··· Extract ···

FIU Stempel College researchers have published the study, Comparison of Individual and Area Level Factors Between HIV-Infected Cisgender and Transgender Individuals in Florida (2006-2014), which suggests HIV screening and outreach efforts should be enhanced for transgender women. This is one of few studies in the United States that uses systematically collected state-level data to describe characteristics of HIV-infected individuals by gender identity.
The study compares individual- and area-level factors among HIV-infected transgender and cisgender individuals in Florida using data from the Florida Department of Health HIV/AIDS surveillance system (2006-2014). Researchers found that of those individuals diagnosed with HIV, transgender females were more likely than cisgender women to be diagnosed with AIDS within three months of their HIV diagnosis.
It’s long been acknowledged that transgender individuals are exposed to discrimination and violence, and they are at risk for unemployment and homelessness at higher rates than others. They have disparate access to health insurance and health care, and most are not engaged in the medical system until a medical crisis occurs. Data suggest they are also at increased risk for HIV.

··· Data supplied ···

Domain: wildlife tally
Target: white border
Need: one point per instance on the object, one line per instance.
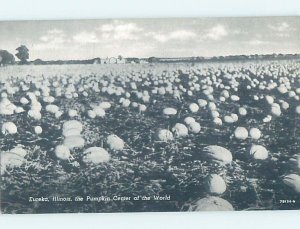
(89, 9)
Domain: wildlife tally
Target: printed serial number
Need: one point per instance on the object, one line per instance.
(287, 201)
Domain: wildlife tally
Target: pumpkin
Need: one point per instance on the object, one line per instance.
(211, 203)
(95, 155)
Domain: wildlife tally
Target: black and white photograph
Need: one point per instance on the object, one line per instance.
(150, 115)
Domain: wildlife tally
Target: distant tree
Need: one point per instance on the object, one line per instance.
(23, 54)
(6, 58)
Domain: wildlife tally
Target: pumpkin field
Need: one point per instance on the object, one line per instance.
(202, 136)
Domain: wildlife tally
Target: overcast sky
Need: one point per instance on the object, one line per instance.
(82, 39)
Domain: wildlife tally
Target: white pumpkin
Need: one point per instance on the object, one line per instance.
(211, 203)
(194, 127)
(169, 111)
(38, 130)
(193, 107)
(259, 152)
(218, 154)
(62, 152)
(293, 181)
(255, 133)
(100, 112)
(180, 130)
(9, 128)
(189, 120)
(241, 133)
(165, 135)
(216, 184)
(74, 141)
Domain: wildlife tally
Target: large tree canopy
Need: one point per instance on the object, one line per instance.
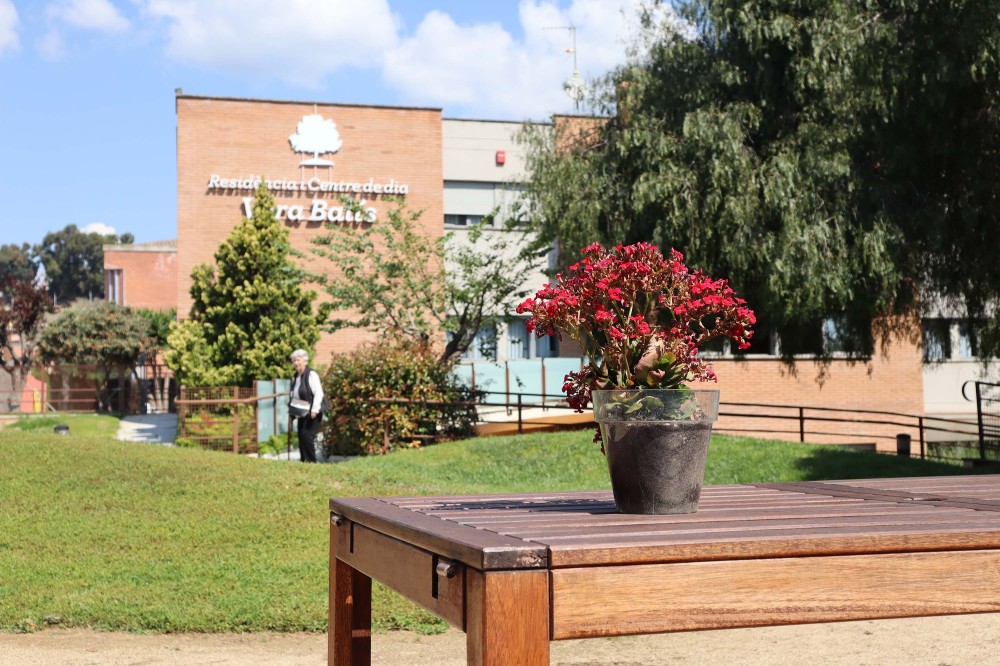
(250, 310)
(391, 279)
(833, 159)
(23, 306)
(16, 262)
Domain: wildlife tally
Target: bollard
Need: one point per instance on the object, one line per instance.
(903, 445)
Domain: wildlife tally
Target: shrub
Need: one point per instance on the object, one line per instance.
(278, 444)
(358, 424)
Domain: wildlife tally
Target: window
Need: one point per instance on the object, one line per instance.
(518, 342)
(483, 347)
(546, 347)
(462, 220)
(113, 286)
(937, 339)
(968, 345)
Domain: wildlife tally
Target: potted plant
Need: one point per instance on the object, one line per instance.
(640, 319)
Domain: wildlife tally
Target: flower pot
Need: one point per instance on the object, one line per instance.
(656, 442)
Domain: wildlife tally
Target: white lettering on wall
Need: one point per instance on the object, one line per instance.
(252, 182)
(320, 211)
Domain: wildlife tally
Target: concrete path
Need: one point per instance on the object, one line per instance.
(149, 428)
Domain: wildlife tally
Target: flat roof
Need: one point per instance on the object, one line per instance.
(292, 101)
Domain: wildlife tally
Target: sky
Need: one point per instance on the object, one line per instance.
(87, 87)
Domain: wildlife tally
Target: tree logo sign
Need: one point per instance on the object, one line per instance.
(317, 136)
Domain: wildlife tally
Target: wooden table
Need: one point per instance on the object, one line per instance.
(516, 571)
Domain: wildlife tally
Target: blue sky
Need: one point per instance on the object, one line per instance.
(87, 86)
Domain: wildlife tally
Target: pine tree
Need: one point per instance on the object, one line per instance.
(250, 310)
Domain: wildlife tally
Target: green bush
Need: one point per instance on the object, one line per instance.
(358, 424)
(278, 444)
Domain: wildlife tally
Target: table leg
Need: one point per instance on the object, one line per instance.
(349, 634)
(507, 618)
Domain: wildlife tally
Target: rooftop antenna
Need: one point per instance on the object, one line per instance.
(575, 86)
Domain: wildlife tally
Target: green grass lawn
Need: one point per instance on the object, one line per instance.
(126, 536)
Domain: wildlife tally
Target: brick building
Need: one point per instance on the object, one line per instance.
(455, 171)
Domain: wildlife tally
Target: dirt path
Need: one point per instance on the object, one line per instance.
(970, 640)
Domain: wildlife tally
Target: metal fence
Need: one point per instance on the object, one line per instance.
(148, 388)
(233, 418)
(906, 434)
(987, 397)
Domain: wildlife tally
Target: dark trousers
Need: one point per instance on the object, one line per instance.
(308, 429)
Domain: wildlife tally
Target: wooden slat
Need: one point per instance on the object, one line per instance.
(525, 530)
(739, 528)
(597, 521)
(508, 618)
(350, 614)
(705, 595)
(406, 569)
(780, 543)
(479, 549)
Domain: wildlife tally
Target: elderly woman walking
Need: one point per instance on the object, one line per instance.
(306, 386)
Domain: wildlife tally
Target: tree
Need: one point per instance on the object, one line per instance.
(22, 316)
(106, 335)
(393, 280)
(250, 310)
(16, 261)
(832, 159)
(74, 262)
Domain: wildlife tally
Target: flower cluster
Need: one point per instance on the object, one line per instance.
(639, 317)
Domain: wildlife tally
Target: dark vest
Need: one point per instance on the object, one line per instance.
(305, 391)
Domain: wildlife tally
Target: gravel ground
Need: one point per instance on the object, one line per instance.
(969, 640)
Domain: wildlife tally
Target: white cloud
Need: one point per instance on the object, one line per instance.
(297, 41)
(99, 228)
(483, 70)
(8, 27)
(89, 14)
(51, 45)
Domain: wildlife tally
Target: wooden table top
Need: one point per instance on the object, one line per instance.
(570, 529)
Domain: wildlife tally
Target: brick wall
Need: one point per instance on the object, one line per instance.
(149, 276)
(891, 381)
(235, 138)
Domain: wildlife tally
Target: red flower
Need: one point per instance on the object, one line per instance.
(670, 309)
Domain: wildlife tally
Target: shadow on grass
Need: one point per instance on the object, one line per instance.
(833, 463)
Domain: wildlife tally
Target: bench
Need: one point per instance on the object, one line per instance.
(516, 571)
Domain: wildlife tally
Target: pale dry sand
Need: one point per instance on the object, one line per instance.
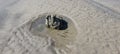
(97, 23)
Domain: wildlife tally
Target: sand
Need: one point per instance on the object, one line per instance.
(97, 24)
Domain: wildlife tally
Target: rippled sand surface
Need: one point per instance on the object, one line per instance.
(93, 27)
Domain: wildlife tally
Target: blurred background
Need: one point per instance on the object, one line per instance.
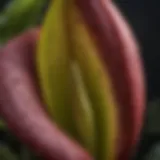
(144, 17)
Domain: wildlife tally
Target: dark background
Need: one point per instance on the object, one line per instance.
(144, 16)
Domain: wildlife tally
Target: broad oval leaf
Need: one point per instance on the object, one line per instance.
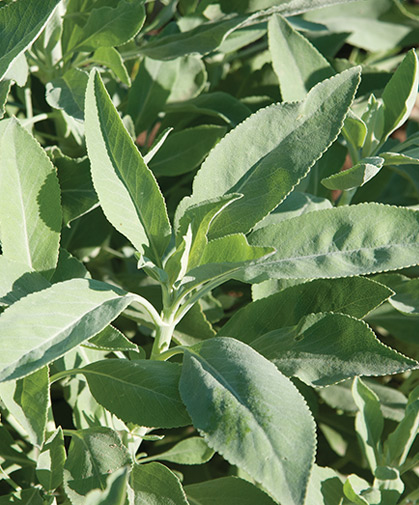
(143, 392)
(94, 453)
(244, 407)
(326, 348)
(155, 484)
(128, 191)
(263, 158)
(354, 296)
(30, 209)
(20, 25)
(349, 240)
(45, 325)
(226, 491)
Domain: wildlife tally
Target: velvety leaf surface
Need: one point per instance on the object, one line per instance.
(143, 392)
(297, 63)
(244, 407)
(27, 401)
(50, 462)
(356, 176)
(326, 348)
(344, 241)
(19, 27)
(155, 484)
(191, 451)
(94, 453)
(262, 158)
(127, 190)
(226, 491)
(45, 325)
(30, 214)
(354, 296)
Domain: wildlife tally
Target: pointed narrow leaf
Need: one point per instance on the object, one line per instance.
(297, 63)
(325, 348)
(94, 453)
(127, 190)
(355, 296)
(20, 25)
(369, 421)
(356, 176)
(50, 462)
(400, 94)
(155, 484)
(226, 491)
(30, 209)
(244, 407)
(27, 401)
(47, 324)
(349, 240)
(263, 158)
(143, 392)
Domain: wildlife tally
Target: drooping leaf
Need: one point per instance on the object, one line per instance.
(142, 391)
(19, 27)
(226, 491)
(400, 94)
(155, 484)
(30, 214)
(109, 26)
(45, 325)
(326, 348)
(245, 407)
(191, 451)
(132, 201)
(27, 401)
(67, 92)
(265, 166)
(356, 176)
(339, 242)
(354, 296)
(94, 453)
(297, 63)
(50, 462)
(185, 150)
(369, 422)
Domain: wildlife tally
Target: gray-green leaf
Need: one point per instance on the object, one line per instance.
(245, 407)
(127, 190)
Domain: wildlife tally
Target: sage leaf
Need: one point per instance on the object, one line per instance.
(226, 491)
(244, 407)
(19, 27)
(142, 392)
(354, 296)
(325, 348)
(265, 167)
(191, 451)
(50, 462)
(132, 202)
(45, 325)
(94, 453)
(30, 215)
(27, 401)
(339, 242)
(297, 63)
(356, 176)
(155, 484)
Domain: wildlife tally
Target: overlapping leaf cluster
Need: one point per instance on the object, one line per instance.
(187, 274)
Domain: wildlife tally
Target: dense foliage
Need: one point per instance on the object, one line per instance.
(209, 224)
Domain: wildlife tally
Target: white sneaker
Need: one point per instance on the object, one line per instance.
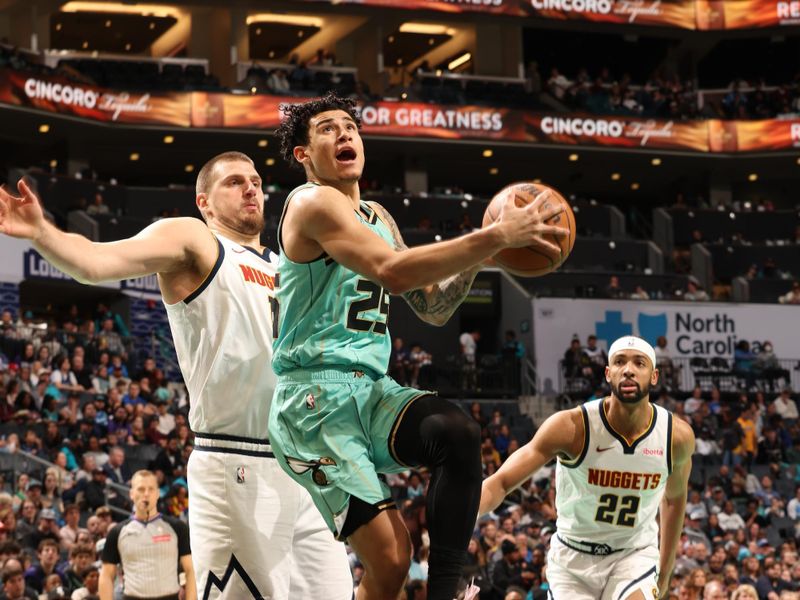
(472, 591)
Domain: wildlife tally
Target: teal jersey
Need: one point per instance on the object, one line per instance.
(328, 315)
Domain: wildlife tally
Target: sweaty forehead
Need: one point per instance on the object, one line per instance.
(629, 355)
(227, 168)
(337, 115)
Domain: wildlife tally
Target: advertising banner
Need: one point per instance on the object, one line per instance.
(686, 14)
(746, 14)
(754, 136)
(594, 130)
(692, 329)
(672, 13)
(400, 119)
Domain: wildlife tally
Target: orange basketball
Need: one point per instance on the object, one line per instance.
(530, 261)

···

**Assigned task**: Carry on writing the article about the FIU study of HIV among transgender and cisgender people in Florida, beginning right after its last sentence.

**Exercise answer**:
Prevalence of HIV among transgender females is estimated at 27.7 percent, with 11.8 percent aware of their status. Non-Hispanic black transgender females are disproportionately at greater risk compared to non-Hispanic white transgender females. The data points to a combination of mental health issues, stigma, limited access to care, and violence affect both HIV risk and outcomes in this population, indicating that efforts are needed to develop effective programs to care for this population.
The team that worked on the study includes FIU epidemiology professors Dr. Kristopher Fennie and Dr. Mary Jo Trepka, FIU researcher Dr. Khaleeq Lutfi, Ms. Lorene M. Maddox of the Florida Department of Health and Mr. Spencer Lieb of The AIDS Institute.